> EXERCISE INSTRUCTIONS: Copy the data below word for word, from the line containing "Kindly point to the pale" through the end of the data, and nothing else.

> STORED ROWS:
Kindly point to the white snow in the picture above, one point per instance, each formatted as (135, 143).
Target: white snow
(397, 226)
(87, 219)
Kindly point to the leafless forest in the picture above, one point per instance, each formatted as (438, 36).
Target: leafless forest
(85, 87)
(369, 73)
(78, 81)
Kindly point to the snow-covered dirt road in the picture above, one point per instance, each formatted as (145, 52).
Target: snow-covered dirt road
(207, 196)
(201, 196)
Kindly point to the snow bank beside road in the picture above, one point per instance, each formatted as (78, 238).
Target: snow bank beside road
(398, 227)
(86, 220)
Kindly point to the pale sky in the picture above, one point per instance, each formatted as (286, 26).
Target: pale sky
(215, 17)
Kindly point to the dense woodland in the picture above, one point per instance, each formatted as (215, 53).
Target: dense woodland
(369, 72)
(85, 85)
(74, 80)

> TASK ANSWER:
Kindly point to the pale sky in the picture above, one point per instance, each formatted as (286, 26).
Target: pale sky
(215, 17)
Kindly point to the dense woodland in the picture above, one point per instance, each formatted as (215, 53).
Target: dense woodland
(369, 72)
(85, 85)
(74, 80)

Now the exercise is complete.